> **WHAT IS BEING ASKED**
Please reproduce the entries starting at the line containing "Task: tag every instance of the boat" and ending at the line containing "pixel 832 558", swapping "shoreline" for "coastline" and keeping everything else the same. Leave the pictures out.

━━ DATA IN THIS EXERCISE

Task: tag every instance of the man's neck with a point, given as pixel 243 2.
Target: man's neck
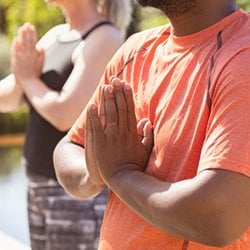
pixel 201 17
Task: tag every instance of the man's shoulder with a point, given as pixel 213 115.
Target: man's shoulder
pixel 146 37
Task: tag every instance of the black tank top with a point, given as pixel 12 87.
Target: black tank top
pixel 41 136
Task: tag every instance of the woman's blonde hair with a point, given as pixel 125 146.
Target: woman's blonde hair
pixel 117 11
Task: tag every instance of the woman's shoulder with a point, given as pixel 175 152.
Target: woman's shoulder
pixel 52 34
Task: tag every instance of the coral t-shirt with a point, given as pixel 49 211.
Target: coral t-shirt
pixel 196 92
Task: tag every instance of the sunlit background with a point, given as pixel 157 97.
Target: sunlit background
pixel 13 13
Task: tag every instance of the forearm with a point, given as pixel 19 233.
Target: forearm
pixel 182 209
pixel 11 95
pixel 72 172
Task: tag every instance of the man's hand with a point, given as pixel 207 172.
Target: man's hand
pixel 118 143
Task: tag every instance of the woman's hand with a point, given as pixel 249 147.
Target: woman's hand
pixel 26 59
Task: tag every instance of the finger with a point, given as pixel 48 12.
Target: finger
pixel 140 127
pixel 148 136
pixel 110 108
pixel 120 104
pixel 94 122
pixel 88 132
pixel 131 118
pixel 102 106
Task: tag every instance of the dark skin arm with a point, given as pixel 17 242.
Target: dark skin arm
pixel 212 208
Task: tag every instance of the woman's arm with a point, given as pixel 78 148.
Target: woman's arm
pixel 62 108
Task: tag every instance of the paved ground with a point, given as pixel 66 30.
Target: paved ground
pixel 9 243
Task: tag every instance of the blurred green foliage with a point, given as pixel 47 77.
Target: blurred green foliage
pixel 10 160
pixel 13 13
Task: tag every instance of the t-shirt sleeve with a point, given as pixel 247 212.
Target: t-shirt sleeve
pixel 227 142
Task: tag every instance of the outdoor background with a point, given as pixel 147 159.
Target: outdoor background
pixel 13 13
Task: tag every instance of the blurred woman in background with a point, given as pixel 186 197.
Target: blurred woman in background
pixel 56 77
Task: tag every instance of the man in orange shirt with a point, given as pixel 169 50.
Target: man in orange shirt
pixel 191 81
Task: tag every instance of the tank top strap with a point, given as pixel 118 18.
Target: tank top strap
pixel 84 36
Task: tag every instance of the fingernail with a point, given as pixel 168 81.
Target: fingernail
pixel 127 87
pixel 93 108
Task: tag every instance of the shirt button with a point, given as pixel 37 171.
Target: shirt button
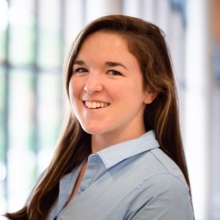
pixel 82 188
pixel 94 158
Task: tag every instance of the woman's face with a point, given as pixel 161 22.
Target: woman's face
pixel 106 87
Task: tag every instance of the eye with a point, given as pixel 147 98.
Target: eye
pixel 114 73
pixel 80 70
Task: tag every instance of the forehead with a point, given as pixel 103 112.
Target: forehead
pixel 104 44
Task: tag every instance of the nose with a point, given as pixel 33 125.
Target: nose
pixel 93 83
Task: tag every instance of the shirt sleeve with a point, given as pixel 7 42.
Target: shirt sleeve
pixel 161 197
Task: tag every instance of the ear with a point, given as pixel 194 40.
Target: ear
pixel 150 95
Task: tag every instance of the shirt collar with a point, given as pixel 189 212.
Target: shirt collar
pixel 116 153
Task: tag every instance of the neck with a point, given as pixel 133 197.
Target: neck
pixel 102 141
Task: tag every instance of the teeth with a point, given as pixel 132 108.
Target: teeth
pixel 96 104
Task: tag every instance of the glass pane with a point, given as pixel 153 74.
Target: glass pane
pixel 22 36
pixel 49 115
pixel 50 48
pixel 21 159
pixel 3 26
pixel 2 142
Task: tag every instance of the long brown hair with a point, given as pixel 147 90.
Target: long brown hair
pixel 146 42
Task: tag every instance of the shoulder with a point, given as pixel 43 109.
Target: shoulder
pixel 166 167
pixel 163 194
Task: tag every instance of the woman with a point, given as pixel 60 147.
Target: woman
pixel 120 154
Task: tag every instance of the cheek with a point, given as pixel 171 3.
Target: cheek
pixel 74 88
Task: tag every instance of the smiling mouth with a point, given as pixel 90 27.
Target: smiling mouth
pixel 95 105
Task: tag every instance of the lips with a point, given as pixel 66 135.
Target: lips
pixel 95 105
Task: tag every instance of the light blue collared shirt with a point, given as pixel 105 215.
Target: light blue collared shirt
pixel 131 180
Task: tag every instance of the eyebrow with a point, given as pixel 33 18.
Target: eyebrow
pixel 109 63
pixel 113 64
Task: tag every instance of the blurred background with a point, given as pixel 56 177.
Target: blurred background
pixel 35 36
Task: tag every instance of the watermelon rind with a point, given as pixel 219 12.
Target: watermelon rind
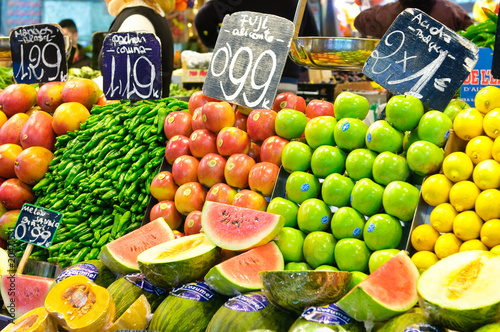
pixel 361 302
pixel 461 291
pixel 229 280
pixel 120 262
pixel 178 262
pixel 238 228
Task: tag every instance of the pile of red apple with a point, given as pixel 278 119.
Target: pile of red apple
pixel 30 121
pixel 224 153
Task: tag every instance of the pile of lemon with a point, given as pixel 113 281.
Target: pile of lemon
pixel 465 195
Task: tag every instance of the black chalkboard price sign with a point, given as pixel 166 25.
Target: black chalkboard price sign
pixel 131 66
pixel 420 56
pixel 248 59
pixel 38 54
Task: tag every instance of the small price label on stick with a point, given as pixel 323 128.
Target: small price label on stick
pixel 131 66
pixel 38 54
pixel 420 56
pixel 36 225
pixel 248 59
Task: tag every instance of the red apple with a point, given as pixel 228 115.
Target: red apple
pixel 202 142
pixel 318 107
pixel 185 169
pixel 211 169
pixel 272 148
pixel 237 169
pixel 232 140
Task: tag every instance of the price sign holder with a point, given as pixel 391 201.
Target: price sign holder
pixel 131 66
pixel 248 59
pixel 420 56
pixel 38 54
pixel 35 226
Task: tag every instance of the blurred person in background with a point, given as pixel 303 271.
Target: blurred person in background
pixel 79 57
pixel 374 21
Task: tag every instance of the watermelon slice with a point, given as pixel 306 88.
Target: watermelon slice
pixel 240 274
pixel 237 228
pixel 22 293
pixel 120 255
pixel 389 291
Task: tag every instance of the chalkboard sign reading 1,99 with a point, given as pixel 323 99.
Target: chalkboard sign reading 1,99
pixel 131 66
pixel 248 59
pixel 38 54
pixel 422 57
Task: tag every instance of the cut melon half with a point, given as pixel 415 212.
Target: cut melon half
pixel 240 274
pixel 387 292
pixel 237 228
pixel 120 255
pixel 462 291
pixel 177 262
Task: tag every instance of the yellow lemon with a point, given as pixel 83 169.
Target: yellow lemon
pixel 488 204
pixel 435 189
pixel 442 216
pixel 486 174
pixel 490 233
pixel 463 195
pixel 424 259
pixel 487 99
pixel 491 123
pixel 447 244
pixel 473 245
pixel 467 225
pixel 479 149
pixel 468 124
pixel 423 237
pixel 457 166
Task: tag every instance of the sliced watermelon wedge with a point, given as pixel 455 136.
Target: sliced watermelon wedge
pixel 387 292
pixel 120 255
pixel 237 228
pixel 240 274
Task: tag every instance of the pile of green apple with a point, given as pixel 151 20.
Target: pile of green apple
pixel 352 186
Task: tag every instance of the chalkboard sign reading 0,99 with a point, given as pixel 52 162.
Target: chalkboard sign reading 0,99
pixel 38 54
pixel 36 225
pixel 131 66
pixel 420 56
pixel 248 59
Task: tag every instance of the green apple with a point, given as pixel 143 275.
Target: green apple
pixel 319 131
pixel 350 134
pixel 326 160
pixel 404 112
pixel 400 200
pixel 290 242
pixel 434 127
pixel 352 255
pixel 381 136
pixel 314 215
pixel 319 249
pixel 388 167
pixel 347 223
pixel 366 197
pixel 359 163
pixel 285 208
pixel 336 190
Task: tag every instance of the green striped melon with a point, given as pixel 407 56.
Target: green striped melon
pixel 237 228
pixel 461 291
pixel 177 262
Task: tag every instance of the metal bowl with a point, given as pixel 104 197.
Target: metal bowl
pixel 339 53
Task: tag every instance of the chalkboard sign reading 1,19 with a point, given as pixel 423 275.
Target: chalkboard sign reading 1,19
pixel 38 54
pixel 36 225
pixel 248 59
pixel 420 56
pixel 131 66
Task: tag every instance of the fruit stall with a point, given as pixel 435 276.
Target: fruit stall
pixel 196 213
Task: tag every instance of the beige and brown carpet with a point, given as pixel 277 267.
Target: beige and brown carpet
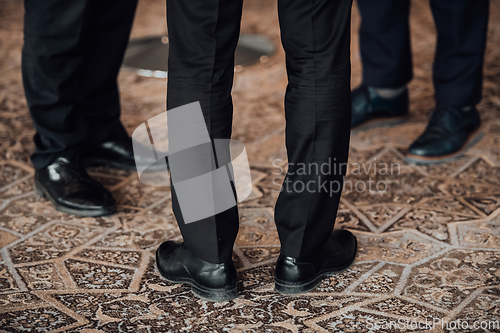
pixel 429 246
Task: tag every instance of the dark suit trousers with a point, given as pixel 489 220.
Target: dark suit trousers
pixel 73 50
pixel 316 38
pixel 461 39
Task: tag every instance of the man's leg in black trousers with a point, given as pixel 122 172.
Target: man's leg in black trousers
pixel 316 39
pixel 106 38
pixel 64 78
pixel 458 78
pixel 384 42
pixel 52 59
pixel 458 65
pixel 203 37
pixel 384 39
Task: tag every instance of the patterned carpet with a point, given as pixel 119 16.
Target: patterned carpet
pixel 429 246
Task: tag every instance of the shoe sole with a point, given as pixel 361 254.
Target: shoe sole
pixel 40 190
pixel 206 294
pixel 381 122
pixel 474 138
pixel 288 289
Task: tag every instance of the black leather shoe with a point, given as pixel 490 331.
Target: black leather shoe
pixel 370 110
pixel 449 132
pixel 70 188
pixel 119 154
pixel 208 281
pixel 294 276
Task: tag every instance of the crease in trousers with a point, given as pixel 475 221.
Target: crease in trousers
pixel 316 38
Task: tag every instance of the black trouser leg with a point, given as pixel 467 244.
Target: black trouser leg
pixel 203 37
pixel 107 36
pixel 316 39
pixel 458 65
pixel 384 39
pixel 59 36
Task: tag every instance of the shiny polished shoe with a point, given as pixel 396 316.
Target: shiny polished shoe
pixel 294 276
pixel 448 134
pixel 71 190
pixel 369 110
pixel 120 154
pixel 210 282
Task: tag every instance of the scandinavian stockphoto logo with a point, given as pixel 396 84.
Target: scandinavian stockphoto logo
pixel 208 176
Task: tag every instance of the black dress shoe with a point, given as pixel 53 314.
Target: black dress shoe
pixel 119 154
pixel 370 110
pixel 70 188
pixel 208 281
pixel 294 276
pixel 449 132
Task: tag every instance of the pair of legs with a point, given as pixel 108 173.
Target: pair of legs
pixel 73 50
pixel 382 99
pixel 72 53
pixel 316 38
pixel 384 38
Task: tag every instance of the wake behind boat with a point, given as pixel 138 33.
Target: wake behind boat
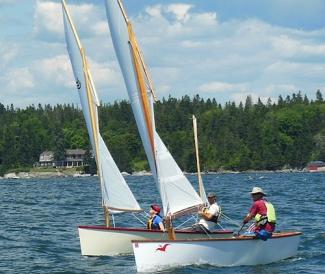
pixel 156 255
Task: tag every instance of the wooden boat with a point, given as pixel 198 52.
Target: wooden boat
pixel 154 255
pixel 107 240
pixel 110 241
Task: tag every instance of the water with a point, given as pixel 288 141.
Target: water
pixel 39 219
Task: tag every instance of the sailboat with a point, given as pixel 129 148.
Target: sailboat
pixel 177 195
pixel 107 240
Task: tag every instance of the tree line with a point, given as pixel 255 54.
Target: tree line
pixel 248 136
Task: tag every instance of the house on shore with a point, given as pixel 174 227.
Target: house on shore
pixel 73 158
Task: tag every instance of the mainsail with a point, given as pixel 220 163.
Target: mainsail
pixel 176 192
pixel 116 195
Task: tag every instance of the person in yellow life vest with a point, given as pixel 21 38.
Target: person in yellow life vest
pixel 210 215
pixel 155 221
pixel 263 214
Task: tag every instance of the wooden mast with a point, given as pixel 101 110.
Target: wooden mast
pixel 201 188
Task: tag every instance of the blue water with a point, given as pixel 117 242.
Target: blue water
pixel 39 219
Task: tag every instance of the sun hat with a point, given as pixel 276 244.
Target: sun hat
pixel 156 208
pixel 257 190
pixel 211 194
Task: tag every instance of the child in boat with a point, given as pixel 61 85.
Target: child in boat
pixel 155 221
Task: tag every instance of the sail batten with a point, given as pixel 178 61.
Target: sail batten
pixel 177 194
pixel 116 195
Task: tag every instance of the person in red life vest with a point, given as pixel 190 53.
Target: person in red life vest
pixel 155 221
pixel 263 214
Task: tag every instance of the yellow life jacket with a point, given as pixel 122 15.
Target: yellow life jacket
pixel 270 215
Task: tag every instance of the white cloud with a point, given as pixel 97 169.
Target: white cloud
pixel 180 11
pixel 187 51
pixel 216 87
pixel 48 22
pixel 7 53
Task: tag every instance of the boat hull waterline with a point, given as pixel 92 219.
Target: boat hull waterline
pixel 235 251
pixel 109 241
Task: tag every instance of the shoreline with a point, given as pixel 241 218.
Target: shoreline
pixel 67 173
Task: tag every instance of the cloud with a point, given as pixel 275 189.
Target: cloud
pixel 216 87
pixel 6 2
pixel 7 53
pixel 187 51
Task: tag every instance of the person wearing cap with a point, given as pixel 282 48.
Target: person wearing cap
pixel 210 215
pixel 263 214
pixel 155 221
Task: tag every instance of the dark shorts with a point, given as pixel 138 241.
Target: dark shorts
pixel 263 234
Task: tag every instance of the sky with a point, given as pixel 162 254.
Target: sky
pixel 222 49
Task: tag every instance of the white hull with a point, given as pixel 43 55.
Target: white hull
pixel 103 241
pixel 159 255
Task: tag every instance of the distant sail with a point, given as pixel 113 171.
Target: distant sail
pixel 116 194
pixel 176 192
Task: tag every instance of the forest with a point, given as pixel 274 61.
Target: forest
pixel 288 133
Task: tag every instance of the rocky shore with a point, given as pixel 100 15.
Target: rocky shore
pixel 68 173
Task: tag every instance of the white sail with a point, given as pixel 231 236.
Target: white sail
pixel 116 194
pixel 176 192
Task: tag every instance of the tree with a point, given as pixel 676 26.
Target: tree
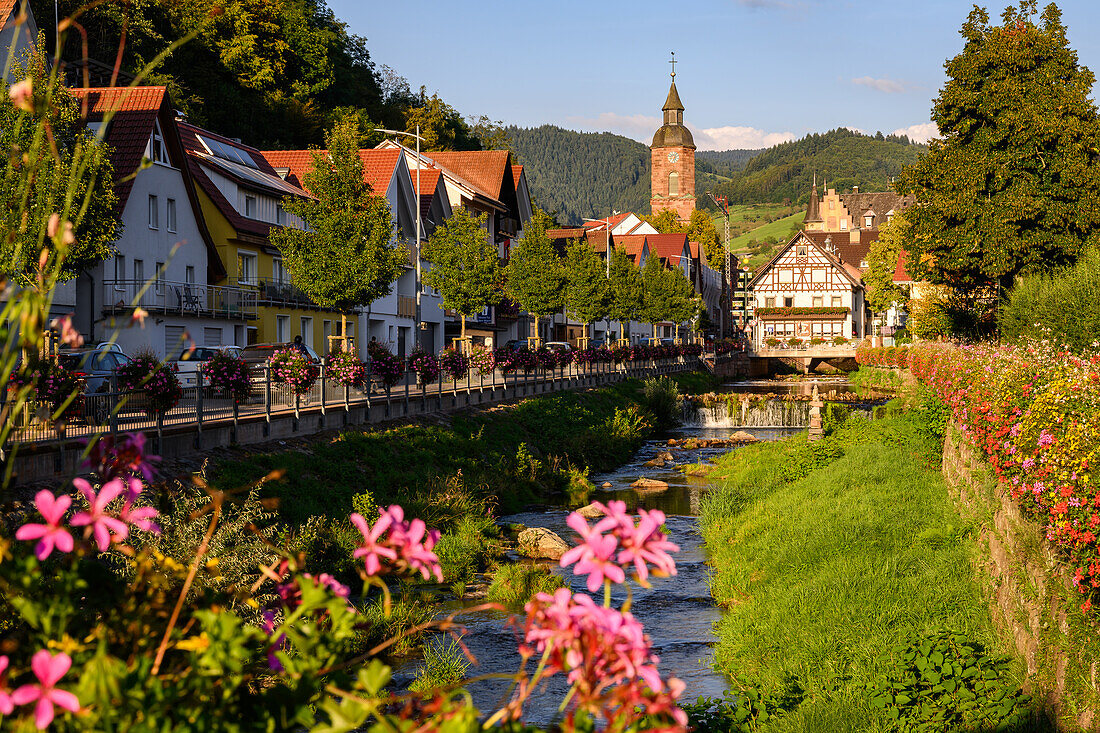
pixel 535 277
pixel 1014 184
pixel 587 293
pixel 348 255
pixel 626 288
pixel 881 263
pixel 464 265
pixel 73 177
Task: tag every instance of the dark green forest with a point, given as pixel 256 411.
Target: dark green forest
pixel 840 156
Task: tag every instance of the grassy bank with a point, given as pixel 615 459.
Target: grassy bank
pixel 832 558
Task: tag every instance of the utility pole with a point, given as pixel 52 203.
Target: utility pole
pixel 726 302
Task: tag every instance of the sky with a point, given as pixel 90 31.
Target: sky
pixel 750 73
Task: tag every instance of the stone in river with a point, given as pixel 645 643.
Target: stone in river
pixel 590 512
pixel 650 485
pixel 541 543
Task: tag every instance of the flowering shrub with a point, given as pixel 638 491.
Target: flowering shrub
pixel 293 368
pixel 454 363
pixel 230 375
pixel 385 365
pixel 1034 409
pixel 868 356
pixel 156 382
pixel 425 365
pixel 347 369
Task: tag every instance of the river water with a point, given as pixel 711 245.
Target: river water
pixel 678 612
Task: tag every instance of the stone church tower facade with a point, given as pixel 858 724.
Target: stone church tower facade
pixel 672 182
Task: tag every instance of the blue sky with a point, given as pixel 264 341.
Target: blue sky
pixel 750 73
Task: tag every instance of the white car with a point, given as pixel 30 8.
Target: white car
pixel 189 360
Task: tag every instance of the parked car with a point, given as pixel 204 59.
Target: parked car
pixel 190 360
pixel 259 353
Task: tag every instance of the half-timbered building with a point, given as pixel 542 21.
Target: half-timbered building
pixel 807 292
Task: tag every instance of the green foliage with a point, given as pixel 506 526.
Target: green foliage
pixel 882 263
pixel 535 277
pixel 444 663
pixel 662 401
pixel 587 293
pixel 850 159
pixel 627 288
pixel 946 681
pixel 73 178
pixel 464 264
pixel 1060 306
pixel 348 256
pixel 1011 187
pixel 515 583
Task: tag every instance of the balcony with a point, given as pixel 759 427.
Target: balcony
pixel 179 298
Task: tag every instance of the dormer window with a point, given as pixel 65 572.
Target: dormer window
pixel 156 151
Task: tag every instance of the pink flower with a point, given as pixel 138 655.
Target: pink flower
pixel 105 527
pixel 48 669
pixel 6 703
pixel 22 95
pixel 51 535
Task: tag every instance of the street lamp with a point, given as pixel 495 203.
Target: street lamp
pixel 607 256
pixel 416 198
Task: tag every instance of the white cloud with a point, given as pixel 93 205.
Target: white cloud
pixel 883 85
pixel 922 132
pixel 734 138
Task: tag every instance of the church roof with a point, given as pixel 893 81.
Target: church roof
pixel 673 100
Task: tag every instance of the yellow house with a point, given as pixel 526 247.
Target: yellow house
pixel 241 196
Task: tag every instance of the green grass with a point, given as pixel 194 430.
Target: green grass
pixel 827 555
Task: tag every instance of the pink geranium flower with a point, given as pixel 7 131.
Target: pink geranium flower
pixel 48 669
pixel 106 528
pixel 51 535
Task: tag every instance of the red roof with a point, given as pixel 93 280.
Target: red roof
pixel 378 165
pixel 134 111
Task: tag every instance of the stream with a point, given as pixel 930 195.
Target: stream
pixel 678 612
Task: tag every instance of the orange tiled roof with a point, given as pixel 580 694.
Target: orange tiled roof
pixel 134 111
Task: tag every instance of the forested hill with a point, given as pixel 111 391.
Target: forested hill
pixel 840 156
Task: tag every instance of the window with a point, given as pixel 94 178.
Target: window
pixel 307 330
pixel 246 267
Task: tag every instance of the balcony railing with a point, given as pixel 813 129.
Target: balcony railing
pixel 180 298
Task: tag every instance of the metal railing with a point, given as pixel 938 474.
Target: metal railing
pixel 180 298
pixel 113 411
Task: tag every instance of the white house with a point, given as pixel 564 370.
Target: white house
pixel 165 260
pixel 806 292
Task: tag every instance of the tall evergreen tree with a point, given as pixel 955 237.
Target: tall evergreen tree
pixel 464 265
pixel 535 277
pixel 587 293
pixel 348 255
pixel 627 291
pixel 1014 184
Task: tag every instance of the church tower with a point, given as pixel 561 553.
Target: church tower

━━━━

> **RESPONSE TO THIS TASK**
Task: tag every instance of the boat hull waterline with a point, given as pixel 92 219.
Target: boat hull waterline
pixel 235 251
pixel 109 241
Task: tag every instance of the coastline with a point, given as pixel 241 218.
Target: coastline
pixel 67 173
Task: tag every instance of the cloud with a point, given as pixel 275 189.
Target: cloud
pixel 216 87
pixel 6 2
pixel 7 53
pixel 187 51
Task: tag every instance of the person wearing cap with a point, given as pixel 282 48.
Target: person wearing cap
pixel 210 215
pixel 263 214
pixel 155 221
Task: tag every instance of the dark shorts with a point, given as pixel 138 241.
Target: dark shorts
pixel 263 234
Task: tag every instance of the sky with a point, given as pixel 162 254.
Target: sky
pixel 222 49
Task: tag every instance of the white hull with a point, given as pixel 43 55.
Target: white hull
pixel 103 241
pixel 159 255
Task: tag every instance of the distant sail with a point, given as pixel 113 171.
Target: distant sail
pixel 116 194
pixel 176 192
Task: tag every instance of the forest with a point, given as pixel 274 61.
Target: forest
pixel 288 133
Task: tag every instance of the rocky shore with a point, given as pixel 100 15.
Target: rocky shore
pixel 68 173
Task: tag every instance of the white sail with a point, given as pixel 231 236.
Target: white sail
pixel 116 194
pixel 176 192
Task: tag every instance of the tree with a point, given as pixel 676 26.
Target: tree
pixel 535 277
pixel 1014 184
pixel 587 293
pixel 348 255
pixel 626 288
pixel 881 263
pixel 464 265
pixel 73 177
Task: tag every instance of the dark green forest with a point, given as pixel 256 411.
Target: dark green forest
pixel 840 156
Task: tag every instance of the grassy bank with a point, given as pixel 615 459.
Target: grassy bank
pixel 832 558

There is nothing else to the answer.